THE EXERCISE:
For the forum thread below, state whether each statement agrees with it, answering yes or no and quoting the deciding words exactly. 1. Nevada bought the kid a Windows 10 tablet instead of an Apple one. 2. Nevada regards the Venue 10 Pro as a power machine. 3. CajunSunshine buys Mac products on eBay.

EXTRACT TO READ:
# A Decent Used iPad on eBay?



## MichaelZ (May 21, 2013)

I am considering getting an iPad on ebay. What is a decent model for a low price? 
What about this one?


----------



## Cabin Fever (May 10, 2002)

My granddaughter wanted one. I found it at a very low price.


----------



## CajunSunshine (Apr 24, 2007)

I get all of my Mac products from www.macofalltrades.com 

Stellar service and good used items.


----------



## Nevada (Sep 9, 2004)

I don't do Apple anything, and if the truth be known I don't really do tablets either. But I understand the attraction to a small and convenient device to do lite work, such as staying in touch with social media and email. So while I wouldn't get one for myself, I did buy one for the kid last Xmas (he had his heart set on getting a tablet).

But I got him a Windows 10 tablet, not an Apple (he still calls it his "iPad"). For contemporary Windows installations I wouldn't consider anything less than 4GB memory and 128GB of SSD space. That makes for a Windows 10 tablet that's at least serviceable.

I settled on a Dell Venue 10 Pro. The big deal with the Venue line is the detachable keyboard/touchpad, which makes the tablet look & work very much like a laptop when it's docked in the keyboard. You can dock the tablet in the keyboard to make typing a lot easier when replying to email, then lift it out to use it as a tablet. You can source the Venue 10 Pro for around $100 with keyboard, like this one.

https://www.ebay.com/itm/123795204792

The limitation for the Venue 10 Pro is that it has a lower powered Intel Atom processor. Again, that's fine for social media & email, but in no way can it be considered a power machine. If you need a little more processing power than the Atom processor you might consider the Venue 11 Pro with an i3 processor, for an additional $50 or so. But whatever you do, make sure it has no less than 4GB memory and 128GB SSD space.

SUPPLIED RECORDS:
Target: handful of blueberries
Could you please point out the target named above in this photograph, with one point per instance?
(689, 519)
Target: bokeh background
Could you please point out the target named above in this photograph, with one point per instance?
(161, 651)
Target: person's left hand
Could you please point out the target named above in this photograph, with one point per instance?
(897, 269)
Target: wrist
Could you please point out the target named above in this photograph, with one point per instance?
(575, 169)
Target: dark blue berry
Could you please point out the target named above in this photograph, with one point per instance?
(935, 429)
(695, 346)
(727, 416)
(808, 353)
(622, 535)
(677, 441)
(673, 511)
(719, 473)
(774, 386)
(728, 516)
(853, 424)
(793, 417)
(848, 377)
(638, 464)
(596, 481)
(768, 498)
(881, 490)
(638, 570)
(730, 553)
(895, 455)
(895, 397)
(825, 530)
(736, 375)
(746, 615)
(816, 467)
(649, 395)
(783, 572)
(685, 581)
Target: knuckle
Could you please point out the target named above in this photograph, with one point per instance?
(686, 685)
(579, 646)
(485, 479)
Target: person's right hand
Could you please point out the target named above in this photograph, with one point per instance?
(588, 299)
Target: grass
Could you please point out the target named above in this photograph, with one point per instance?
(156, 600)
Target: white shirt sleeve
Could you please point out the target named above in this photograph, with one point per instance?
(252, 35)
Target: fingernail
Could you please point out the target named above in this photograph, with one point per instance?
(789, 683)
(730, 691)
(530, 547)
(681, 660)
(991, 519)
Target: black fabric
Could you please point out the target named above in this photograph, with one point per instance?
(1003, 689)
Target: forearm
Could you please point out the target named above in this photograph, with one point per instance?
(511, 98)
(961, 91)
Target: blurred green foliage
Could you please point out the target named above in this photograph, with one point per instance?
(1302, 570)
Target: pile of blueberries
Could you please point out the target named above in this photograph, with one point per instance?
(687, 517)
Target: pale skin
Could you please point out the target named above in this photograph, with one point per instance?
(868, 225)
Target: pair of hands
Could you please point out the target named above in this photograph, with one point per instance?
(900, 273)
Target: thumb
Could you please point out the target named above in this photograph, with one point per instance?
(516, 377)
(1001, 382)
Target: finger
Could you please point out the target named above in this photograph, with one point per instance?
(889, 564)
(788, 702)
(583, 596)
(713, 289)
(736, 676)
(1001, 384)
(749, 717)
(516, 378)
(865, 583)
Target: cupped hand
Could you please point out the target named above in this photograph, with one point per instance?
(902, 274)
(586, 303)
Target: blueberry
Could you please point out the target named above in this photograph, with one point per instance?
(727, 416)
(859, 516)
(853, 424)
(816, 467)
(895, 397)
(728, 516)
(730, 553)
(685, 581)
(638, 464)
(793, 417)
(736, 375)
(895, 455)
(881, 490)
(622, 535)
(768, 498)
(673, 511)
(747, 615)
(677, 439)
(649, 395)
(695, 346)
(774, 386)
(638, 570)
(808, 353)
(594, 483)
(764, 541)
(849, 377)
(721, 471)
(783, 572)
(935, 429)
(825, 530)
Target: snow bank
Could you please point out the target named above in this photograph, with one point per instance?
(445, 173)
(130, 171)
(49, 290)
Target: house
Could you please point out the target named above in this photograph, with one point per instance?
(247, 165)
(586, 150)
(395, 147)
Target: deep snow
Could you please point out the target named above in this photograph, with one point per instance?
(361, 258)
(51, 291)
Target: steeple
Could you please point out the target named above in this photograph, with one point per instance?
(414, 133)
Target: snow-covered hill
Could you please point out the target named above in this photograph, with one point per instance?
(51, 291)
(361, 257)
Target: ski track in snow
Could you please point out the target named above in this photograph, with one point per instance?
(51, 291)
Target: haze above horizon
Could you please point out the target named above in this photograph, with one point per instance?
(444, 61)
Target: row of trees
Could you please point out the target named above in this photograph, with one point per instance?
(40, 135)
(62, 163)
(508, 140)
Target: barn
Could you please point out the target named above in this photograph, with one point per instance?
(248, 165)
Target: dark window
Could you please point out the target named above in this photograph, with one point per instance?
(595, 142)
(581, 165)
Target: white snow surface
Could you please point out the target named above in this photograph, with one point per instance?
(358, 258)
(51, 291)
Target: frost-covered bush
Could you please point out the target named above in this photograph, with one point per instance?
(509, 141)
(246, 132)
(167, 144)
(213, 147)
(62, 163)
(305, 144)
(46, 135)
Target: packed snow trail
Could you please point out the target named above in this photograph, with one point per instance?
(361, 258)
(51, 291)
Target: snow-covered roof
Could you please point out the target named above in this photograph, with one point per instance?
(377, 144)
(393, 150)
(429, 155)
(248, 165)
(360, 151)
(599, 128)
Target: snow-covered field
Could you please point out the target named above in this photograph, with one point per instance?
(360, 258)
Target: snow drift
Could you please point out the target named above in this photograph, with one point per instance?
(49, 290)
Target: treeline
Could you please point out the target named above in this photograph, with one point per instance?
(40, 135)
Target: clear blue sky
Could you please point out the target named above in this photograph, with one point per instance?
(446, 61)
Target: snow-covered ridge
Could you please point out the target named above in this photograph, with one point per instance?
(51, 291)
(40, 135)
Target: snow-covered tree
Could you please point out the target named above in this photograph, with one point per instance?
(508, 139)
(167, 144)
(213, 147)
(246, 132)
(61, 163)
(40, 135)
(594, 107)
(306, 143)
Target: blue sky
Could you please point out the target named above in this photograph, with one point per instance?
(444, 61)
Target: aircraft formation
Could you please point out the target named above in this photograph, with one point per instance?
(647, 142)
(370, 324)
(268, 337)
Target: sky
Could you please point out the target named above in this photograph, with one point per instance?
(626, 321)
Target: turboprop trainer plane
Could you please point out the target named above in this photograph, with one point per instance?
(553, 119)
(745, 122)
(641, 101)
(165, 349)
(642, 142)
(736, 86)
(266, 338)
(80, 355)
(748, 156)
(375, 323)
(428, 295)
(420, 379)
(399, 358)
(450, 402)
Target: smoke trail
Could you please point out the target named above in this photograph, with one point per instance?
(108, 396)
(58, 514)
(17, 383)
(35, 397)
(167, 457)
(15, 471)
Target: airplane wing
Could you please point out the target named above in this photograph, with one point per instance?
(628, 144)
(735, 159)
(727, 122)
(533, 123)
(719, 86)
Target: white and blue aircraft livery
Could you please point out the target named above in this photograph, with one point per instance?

EXERCISE RESULT:
1. Yes: "But I got him a Windows 10 tablet, not an Apple"
2. No: "in no way can it be considered a power machine"
3. No: "I get all of my Mac products from www.macofalltrades.com"